→ **KUTIPAN**
══════
5.           Implementasi PPK di Satuan Pendidikan

Implementasi Penguatan Pendidikan Karakter (PPK) di satuan pendidikan merupakan bentuk konkret pelaksanaan nilai-nilai dasar kebangsaan dan kemanusiaan dalam kehidupan sekolah sehari-hari. Implementasi ini tidak hanya berorientasi pada dokumen kurikulum dan perencanaan administratif, tetapi juga menyentuh aspek praksis, seperti kepemimpinan sekolah, peran guru, partisipasi peserta didik, dan keterlibatan masyarakat. Hal ini menuntut kolaborasi semua elemen sekolah dalam menciptakan ekosistem yang kondusif bagi pembentukan karakter.

5.1.       Peran Kepemimpinan Sekolah

Kepala sekolah memiliki peran strategis dalam menyukseskan implementasi PPK. Sebagai manajer dan pemimpin pembelajaran, kepala sekolah bertanggung jawab mengintegrasikan nilai-nilai karakter ke dalam visi dan budaya sekolah, serta membangun komitmen kolektif di antara guru dan tenaga kependidikan.¹ Peraturan Menteri Pendidikan dan Kebudayaan No. 6 Tahun 2018 tentang Penugasan Guru sebagai Kepala Sekolah menegaskan pentingnya kompetensi kepemimpinan dalam mengembangkan iklim belajar yang mendukung penguatan karakter.²

Di beberapa sekolah, kepala sekolah yang transformatif telah berhasil membentuk budaya karakter yang kuat dengan memfasilitasi program-program seperti pembiasaan pagi, mentoring siswa, komunitas belajar guru, serta penguatan peran wali kelas dalam pembinaan sikap peserta didik.³

5.2.       Praktik Baik Pengintegrasian Nilai Karakter dalam Kegiatan Sekolah

PPK dapat diimplementasikan secara efektif melalui tiga bentuk kegiatan utama: intrakurikuler, kokurikuler, dan ekstrakurikuler. Pada kegiatan intrakurikuler, guru menyisipkan nilai-nilai karakter ke dalam pembelajaran melalui metode yang partisipatif dan kontekstual. Misalnya, guru IPS membahas pentingnya nilai gotong royong dalam konteks sejarah perjuangan bangsa.⁴

Pada kegiatan kokurikuler, sekolah dapat menyelenggarakan proyek-proyek tematik seperti Green School Movement, gerakan literasi sekolah, atau aksi sosial yang menekankan pembentukan karakter kolaborasi, empati, dan kepedulian.⁵

Sementara itu, kegiatan ekstrakurikuler seperti pramuka, rohis, paskibra, dan klub seni menjadi media ekspresi nilai-nilai seperti kedisiplinan, tanggung jawab, kreativitas, dan nasionalisme.⁶ Satuan pendidikan yang berhasil mengintegrasikan kegiatan ini dengan pendekatan reflektif dan evaluatif umumnya menunjukkan hasil yang positif dalam perilaku siswa sehari-hari.
══════
→ **DATA EKSTRAKSI**
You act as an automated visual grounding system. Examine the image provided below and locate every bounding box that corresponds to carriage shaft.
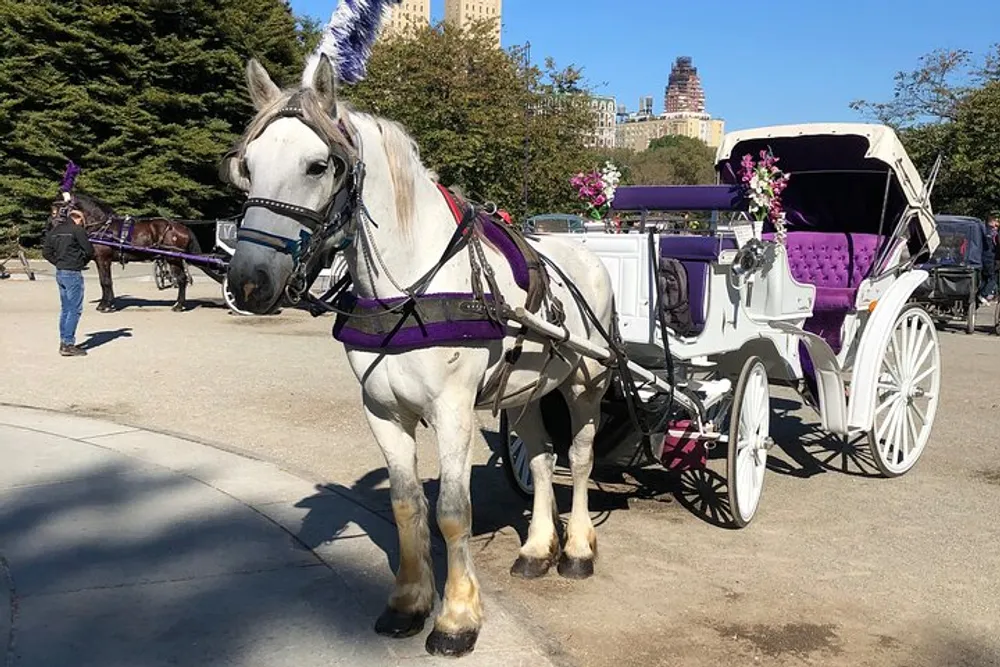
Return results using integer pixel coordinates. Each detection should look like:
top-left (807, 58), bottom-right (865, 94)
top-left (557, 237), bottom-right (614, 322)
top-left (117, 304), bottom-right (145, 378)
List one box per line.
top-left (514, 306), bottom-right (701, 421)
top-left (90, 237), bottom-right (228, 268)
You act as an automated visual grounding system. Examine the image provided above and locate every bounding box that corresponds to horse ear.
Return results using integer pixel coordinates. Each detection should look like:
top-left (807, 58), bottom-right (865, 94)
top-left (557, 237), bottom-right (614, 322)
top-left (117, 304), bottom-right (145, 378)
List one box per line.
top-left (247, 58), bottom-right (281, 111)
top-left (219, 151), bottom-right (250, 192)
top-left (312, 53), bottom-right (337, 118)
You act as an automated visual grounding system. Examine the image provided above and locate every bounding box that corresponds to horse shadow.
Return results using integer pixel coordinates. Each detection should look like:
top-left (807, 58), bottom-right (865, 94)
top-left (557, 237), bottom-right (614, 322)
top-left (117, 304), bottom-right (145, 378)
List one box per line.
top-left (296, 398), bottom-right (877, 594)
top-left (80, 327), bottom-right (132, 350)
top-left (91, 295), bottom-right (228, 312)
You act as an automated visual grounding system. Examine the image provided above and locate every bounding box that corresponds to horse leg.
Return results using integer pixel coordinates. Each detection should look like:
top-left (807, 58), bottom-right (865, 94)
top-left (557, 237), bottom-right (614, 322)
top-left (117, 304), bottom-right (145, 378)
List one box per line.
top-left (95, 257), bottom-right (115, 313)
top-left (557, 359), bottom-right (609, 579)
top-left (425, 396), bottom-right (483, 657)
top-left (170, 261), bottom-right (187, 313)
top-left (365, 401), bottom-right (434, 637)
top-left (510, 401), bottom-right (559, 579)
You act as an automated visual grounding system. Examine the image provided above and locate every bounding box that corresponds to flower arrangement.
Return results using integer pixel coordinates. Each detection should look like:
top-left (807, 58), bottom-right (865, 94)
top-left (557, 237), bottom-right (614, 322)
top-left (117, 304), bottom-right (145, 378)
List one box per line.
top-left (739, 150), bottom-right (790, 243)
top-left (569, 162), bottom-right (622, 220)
══════
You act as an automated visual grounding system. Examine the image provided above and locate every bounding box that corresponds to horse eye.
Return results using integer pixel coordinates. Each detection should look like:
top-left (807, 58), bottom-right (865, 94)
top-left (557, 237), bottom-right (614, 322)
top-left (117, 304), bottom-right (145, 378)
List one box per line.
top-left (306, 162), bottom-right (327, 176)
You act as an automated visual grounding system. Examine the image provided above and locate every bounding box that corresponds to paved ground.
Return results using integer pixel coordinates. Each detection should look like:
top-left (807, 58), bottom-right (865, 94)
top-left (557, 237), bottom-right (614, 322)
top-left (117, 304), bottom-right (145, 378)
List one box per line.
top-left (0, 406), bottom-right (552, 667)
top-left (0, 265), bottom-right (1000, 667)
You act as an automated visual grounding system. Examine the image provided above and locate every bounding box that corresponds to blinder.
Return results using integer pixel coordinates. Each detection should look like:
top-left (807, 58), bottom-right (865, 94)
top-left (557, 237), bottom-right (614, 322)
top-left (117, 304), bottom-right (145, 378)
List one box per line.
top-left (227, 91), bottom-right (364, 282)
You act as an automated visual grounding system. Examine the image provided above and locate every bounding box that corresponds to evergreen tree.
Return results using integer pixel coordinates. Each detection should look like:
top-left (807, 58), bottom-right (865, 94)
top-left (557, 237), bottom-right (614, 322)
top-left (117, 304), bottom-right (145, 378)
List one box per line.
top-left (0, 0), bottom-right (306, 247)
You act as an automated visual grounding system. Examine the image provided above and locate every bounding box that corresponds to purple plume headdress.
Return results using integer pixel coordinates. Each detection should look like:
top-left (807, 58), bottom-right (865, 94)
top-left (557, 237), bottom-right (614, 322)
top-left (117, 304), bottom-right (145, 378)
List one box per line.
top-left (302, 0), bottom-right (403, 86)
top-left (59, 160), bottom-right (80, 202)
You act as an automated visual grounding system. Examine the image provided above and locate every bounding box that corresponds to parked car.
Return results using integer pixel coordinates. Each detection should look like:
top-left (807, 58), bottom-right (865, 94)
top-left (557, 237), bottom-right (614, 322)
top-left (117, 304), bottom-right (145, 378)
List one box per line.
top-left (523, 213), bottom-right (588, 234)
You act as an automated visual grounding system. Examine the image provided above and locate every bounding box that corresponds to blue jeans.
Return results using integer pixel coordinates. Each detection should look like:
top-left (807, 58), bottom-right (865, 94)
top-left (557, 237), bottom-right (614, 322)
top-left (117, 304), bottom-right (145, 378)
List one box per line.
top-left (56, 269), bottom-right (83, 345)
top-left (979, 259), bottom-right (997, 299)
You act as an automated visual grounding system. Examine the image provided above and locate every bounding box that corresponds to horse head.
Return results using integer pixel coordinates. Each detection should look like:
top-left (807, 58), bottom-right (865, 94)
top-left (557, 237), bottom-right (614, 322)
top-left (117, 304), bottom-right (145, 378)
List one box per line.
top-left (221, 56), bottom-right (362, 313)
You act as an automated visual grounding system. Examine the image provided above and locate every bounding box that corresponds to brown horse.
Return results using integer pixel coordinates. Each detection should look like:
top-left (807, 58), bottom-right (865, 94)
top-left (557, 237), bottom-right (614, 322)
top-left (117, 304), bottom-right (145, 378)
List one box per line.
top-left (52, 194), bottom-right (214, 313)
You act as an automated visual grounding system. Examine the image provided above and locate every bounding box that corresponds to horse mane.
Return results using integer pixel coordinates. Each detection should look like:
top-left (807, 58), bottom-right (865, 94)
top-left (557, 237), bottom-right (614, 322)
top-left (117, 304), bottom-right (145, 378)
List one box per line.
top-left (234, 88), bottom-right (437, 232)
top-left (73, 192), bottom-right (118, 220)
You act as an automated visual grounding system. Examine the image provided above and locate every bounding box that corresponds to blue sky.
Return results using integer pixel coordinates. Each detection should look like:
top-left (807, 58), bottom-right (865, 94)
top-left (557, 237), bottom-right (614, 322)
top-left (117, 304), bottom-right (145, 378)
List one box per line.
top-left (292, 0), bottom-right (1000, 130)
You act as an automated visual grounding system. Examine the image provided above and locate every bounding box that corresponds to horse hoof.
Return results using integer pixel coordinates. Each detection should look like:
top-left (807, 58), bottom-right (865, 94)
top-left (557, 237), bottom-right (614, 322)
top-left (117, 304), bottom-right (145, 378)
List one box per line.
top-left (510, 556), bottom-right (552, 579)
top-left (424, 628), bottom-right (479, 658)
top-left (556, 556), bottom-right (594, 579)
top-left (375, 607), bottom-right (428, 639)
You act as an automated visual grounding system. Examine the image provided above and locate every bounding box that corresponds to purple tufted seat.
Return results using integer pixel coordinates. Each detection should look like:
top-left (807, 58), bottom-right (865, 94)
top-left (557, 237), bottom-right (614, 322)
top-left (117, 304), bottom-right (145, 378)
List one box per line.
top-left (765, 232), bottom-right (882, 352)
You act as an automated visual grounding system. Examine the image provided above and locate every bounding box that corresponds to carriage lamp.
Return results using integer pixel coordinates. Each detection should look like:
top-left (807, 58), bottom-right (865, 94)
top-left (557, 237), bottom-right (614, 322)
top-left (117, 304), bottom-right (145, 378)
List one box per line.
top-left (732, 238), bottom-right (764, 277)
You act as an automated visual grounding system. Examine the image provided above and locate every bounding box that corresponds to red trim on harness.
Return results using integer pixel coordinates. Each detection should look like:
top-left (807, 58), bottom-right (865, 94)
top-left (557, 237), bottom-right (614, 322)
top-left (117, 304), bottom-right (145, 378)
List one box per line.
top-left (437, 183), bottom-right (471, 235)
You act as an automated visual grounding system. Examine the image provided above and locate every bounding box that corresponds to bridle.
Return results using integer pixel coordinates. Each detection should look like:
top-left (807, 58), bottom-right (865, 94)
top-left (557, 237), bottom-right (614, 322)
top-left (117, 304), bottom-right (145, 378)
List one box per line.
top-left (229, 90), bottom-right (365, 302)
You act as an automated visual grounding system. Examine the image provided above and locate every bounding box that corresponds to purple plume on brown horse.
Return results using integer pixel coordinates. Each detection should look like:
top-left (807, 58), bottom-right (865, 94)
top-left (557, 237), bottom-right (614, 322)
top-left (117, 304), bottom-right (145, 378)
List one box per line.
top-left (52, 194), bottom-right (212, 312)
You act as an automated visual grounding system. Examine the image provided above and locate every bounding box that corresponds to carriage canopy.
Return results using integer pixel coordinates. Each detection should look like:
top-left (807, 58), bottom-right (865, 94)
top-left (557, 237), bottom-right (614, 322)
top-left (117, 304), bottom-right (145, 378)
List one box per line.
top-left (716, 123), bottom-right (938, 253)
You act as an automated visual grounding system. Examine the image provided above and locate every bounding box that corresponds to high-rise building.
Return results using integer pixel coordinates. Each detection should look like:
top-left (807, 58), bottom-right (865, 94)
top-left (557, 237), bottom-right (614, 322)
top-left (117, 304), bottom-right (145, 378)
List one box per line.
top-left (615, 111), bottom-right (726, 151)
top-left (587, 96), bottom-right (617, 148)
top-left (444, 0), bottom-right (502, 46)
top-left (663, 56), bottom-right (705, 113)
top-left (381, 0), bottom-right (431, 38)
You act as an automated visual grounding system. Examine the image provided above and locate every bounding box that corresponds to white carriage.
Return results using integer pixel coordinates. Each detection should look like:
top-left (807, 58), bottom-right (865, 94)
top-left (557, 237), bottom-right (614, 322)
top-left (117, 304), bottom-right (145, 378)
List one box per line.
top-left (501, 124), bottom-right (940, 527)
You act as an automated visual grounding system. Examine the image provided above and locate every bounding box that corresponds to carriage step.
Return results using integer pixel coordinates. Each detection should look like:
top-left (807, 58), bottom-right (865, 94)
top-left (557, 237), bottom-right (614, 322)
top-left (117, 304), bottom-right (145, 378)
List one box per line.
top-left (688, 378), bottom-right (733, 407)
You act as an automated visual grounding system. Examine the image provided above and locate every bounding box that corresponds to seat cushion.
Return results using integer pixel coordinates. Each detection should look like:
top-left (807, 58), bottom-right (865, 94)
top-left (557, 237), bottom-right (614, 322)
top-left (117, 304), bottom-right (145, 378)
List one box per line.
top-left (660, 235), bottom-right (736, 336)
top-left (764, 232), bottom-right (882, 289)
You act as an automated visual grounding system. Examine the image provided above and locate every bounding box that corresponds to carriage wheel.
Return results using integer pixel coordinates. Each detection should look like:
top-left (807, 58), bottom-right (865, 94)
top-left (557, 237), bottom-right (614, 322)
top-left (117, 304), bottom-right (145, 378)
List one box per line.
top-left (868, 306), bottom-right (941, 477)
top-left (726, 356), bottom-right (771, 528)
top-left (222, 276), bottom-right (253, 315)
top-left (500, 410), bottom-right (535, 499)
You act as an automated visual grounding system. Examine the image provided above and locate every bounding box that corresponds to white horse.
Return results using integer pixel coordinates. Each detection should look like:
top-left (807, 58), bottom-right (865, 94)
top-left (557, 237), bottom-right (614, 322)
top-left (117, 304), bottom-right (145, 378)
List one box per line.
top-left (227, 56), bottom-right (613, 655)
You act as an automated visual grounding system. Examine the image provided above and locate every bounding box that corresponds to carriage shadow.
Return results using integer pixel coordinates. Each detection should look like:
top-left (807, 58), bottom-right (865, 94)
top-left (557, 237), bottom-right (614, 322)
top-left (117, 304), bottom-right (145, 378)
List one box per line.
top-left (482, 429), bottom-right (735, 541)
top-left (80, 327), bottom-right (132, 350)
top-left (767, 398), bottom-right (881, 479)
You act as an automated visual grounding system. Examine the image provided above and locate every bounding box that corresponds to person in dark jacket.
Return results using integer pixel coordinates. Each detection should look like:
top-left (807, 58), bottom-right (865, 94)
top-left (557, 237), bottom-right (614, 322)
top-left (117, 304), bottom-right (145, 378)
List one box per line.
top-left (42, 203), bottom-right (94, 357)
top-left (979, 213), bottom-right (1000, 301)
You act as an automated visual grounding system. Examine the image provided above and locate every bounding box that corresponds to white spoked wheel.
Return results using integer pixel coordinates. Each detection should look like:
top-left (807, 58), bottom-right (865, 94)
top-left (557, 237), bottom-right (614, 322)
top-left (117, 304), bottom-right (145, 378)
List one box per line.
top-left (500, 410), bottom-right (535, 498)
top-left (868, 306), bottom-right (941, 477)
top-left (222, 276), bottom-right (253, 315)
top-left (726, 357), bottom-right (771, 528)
══════
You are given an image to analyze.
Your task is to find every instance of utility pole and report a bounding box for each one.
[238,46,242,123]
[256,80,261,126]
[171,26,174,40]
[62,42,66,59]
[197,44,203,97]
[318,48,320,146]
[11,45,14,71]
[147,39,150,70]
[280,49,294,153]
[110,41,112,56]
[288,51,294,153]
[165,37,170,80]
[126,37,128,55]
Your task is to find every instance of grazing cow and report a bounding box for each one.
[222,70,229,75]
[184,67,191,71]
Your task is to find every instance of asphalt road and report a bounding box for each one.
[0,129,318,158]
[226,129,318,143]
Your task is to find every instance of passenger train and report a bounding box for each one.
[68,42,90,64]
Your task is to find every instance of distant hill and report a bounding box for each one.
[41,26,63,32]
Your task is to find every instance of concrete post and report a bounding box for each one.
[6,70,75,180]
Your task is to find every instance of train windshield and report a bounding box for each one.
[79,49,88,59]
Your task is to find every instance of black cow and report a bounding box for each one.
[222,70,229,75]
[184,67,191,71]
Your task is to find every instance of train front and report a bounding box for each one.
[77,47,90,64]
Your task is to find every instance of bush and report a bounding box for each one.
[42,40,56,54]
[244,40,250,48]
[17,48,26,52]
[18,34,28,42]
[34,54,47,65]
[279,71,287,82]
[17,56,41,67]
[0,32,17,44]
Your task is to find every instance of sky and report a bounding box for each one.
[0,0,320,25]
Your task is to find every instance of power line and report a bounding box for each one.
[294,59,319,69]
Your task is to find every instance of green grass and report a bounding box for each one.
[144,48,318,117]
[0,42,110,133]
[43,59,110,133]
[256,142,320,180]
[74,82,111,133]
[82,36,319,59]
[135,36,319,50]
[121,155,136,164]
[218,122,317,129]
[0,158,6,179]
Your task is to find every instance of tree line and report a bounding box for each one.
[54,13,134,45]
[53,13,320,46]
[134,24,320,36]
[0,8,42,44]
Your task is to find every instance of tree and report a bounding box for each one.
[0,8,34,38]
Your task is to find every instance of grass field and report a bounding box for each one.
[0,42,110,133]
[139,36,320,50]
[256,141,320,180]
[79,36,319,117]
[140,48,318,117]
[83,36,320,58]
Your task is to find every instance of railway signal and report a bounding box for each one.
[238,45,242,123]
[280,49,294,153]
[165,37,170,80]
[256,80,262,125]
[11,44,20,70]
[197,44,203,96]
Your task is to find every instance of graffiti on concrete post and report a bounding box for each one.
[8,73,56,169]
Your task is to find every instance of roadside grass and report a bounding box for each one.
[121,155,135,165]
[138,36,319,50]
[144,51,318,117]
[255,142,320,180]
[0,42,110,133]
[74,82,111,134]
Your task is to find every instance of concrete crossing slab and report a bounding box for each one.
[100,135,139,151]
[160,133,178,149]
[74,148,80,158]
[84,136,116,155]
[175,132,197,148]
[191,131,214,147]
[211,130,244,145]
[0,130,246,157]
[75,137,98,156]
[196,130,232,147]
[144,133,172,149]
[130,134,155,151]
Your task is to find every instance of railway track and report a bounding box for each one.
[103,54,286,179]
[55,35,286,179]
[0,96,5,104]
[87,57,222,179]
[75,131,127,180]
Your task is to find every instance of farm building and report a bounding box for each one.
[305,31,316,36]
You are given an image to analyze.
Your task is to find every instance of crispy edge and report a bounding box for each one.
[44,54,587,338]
══════
→ **DAFTAR TUGAS**
[1] Menurut kutipan tentang implementasi PPK, apa saja tiga bentuk kegiatan utama untuk mengimplementasikan PPK secara efektif?
[2] Mengapa, menurut kutipan tentang implementasi PPK, implementasi PPK menuntut kolaborasi semua elemen sekolah? Jelaskan dalam satu sampai tiga kalimat.
[3] Tuliskan kembali tanpa perubahan bagian dari kutipan tentang implementasi PPK, mulai dari "5.           Implementasi PPK" terus ke bawah sampai "bagi pembentukan karakter.".

→ **JAWABAN TUGAS**
[1] Intrakurikuler, kokurikuler, dan ekstrakurikuler.

[2] Implementasi PPK tidak hanya berorientasi pada dokumen kurikulum dan perencanaan administratif. Implementasi ini juga menyentuh aspek praksis seperti kepemimpinan sekolah, peran guru, partisipasi peserta didik, dan keterlibatan masyarakat. Kolaborasi tersebut diperlukan untuk menciptakan ekosistem yang kondusif bagi pembentukan karakter.

[3]
5.           Implementasi PPK di Satuan Pendidikan

Implementasi Penguatan Pendidikan Karakter (PPK) di satuan pendidikan merupakan bentuk konkret pelaksanaan nilai-nilai dasar kebangsaan dan kemanusiaan dalam kehidupan sekolah sehari-hari. Implementasi ini tidak hanya berorientasi pada dokumen kurikulum dan perencanaan administratif, tetapi juga menyentuh aspek praksis, seperti kepemimpinan sekolah, peran guru, partisipasi peserta didik, dan keterlibatan masyarakat. Hal ini menuntut kolaborasi semua elemen sekolah dalam menciptakan ekosistem yang kondusif bagi pembentukan karakter.